→ **EXCERTO DO TEXTO**:
A dança das cadeiras pegou de estaca no início do ano. Pelo menos no futebol português.
O Sporting já era o categórico vencedor da Supertaça e, quando estava prestes a ser levado ao colo de um confortável 3-0, viu um transfigurado FC Porto ocupar-lhe o lugar.
O mesmo Sporting já era o anunciado vencedor do (bi)campeonato e, quando estava prestes a ser levado ao colo por uma série de triunfos com o selo Amorim, viu a concorrência ressuscitar durante a curta gerência de João Pereira.
O Benfica já era o anunciado vencedor da aposta feita por Rui Costa ao fazer regressar Bruno Lage e, quando estava prestes a ser levado ao colo pela magia de Di María, viu-se obrigado a descer à Terra por obra e graça de Rui Borges e Carlos Carvalhal.

→ **EXCERTOS DE DADOS**:
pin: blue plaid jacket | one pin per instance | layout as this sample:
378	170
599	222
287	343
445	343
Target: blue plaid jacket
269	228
* * *
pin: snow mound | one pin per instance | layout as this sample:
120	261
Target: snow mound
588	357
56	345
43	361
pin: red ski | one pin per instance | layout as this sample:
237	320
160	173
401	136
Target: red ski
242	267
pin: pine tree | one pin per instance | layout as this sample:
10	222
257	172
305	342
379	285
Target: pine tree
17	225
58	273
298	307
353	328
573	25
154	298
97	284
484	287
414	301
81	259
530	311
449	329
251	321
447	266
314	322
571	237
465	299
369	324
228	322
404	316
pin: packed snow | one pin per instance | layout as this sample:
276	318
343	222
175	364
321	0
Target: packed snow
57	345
* * *
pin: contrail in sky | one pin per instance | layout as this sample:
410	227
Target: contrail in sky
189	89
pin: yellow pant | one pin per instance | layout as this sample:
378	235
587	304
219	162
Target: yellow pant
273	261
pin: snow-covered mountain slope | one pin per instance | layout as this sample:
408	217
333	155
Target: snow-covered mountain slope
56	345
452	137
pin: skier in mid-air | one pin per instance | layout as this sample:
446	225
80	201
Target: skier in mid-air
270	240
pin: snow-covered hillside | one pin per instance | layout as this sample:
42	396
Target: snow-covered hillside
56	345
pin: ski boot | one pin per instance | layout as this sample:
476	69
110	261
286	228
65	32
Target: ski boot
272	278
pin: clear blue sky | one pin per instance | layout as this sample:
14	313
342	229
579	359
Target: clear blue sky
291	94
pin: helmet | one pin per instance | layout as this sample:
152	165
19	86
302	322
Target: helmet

→ **INSTRUÇÕES DA TAREFA**: No texto sobre o futebol português, quem Rui Costa fez regressar ao Benfica?

→ **RESPOSTA ESCRITA**: Bruno Lage.